◆ GIVEN TEXT:
-=-=-=-=-
I don't think I've actually talked extensively about our small group in here yet.

Stephen and I are part of a young marrieds small group at our church. We have been since we were about two months away from getting married. They are wonderful; we love them to death. Here's a little about them all.

Sara and Jason: They are the original leaders of the group. Sara was a culinary arts teacher in a high school; Jason is some kind of engineer. We met at their house every Monday night; Sara would make a main dish and we would bring side dishes and desserts and drinks. They got pregnant last April, and Sara is due in 5 days now. They won't be leading our group anymore, as they'll be taking care of their little one. So one of the other couples in the group has to lead, and for now, it's me and Stephen. (More about that later.) Sara is outgoing and extremely easy to get along with. She seems to be totally comfortable in who she is, which I love and hope to be more like. Jason is quiet, but also comfortable with himself. And despite being pretty logical guy, I think he has a healthy dose of sensitivity, too. I like him a lot too.
-=-=-=-=-
◆ GIVEN INSTRUCTION 1:
Reproduce, word for word, the stretch of the small-group post from "I don't think" through "about them all.".
The records have no connection to the small-group post.
-=-=-=-=-
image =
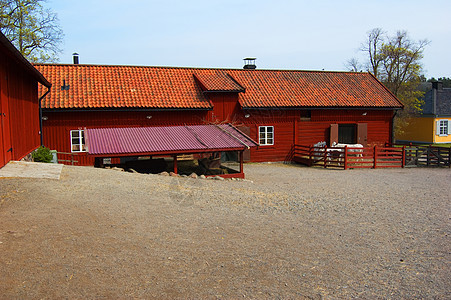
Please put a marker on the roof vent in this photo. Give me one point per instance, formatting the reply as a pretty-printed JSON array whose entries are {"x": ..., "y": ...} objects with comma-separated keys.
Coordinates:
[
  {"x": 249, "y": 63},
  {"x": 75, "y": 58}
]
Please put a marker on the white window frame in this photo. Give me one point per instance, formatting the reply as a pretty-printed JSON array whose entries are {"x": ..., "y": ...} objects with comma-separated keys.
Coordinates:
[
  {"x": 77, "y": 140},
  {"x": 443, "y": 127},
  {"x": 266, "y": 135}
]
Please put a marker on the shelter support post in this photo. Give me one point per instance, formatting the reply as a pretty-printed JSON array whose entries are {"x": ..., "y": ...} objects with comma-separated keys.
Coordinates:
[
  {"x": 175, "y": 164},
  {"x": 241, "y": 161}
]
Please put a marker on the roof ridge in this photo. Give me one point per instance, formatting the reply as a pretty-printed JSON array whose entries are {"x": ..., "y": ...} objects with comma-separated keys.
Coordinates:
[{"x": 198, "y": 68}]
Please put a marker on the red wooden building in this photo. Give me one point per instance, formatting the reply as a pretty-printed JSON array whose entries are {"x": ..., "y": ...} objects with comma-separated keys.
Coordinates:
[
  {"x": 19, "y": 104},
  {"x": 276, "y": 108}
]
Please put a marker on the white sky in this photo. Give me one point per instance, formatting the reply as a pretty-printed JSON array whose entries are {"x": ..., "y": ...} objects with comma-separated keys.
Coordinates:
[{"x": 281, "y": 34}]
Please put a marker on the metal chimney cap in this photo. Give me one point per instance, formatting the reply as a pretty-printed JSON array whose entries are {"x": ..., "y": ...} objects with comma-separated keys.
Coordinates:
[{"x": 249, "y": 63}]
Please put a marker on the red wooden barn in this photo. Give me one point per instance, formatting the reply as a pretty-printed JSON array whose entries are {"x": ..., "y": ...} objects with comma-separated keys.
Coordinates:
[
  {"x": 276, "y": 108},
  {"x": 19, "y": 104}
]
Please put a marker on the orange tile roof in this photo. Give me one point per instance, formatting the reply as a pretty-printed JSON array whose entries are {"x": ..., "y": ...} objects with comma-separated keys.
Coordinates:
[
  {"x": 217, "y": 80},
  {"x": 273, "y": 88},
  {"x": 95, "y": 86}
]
-=-=-=-=-
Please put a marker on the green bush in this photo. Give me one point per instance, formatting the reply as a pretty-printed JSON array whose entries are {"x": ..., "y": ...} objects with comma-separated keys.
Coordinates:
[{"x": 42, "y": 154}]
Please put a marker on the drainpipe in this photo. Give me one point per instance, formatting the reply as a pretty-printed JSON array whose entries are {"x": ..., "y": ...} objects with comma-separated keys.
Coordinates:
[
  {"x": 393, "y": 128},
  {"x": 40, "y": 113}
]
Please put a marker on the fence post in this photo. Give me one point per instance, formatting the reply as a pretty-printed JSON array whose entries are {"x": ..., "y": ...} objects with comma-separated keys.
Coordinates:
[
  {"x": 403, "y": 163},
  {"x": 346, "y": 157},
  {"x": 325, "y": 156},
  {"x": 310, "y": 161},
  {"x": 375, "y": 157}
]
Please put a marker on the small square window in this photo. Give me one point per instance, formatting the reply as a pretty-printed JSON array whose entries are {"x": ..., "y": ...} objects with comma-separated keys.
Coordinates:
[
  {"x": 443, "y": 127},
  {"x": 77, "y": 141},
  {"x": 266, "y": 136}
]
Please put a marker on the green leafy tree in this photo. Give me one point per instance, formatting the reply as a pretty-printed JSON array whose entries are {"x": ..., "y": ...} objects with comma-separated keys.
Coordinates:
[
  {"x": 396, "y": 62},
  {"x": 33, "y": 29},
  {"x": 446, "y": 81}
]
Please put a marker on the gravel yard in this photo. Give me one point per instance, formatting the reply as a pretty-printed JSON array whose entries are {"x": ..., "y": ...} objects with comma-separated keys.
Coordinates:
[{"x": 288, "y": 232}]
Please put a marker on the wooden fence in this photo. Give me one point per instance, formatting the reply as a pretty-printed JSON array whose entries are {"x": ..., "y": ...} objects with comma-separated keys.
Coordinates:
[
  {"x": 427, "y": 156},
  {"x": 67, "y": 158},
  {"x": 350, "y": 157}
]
-=-=-=-=-
◆ GIVEN INSTRUCTION 2:
Pull out every line of the records that contains the string "frame", treating uppercase and lowercase letters as different.

◆ WRITTEN SOLUTION 1:
I don't think I've actually talked extensively about our small group in here yet.

Stephen and I are part of a young marrieds small group at our church. We have been since we were about two months away from getting married. They are wonderful; we love them to death. Here's a little about them all.

◆ WRITTEN SOLUTION 2:
Please put a marker on the white window frame in this photo. Give me one point per instance, formatting the reply as a pretty-printed JSON array whose entries are {"x": ..., "y": ...} objects with comma-separated keys.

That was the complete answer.